Could you swap "brick chimney" for "stone chimney" throughout the entries and give back every line with nothing else changed?

**Data section:**
* * * * *

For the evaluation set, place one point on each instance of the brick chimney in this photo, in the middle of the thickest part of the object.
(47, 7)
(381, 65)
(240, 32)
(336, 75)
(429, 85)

* * * * *

**Output:**
For the evaluation set, place one point on each instance of the stone chimney in this photo, in the middle of the thickest part of the object.
(47, 7)
(381, 65)
(240, 32)
(336, 75)
(429, 85)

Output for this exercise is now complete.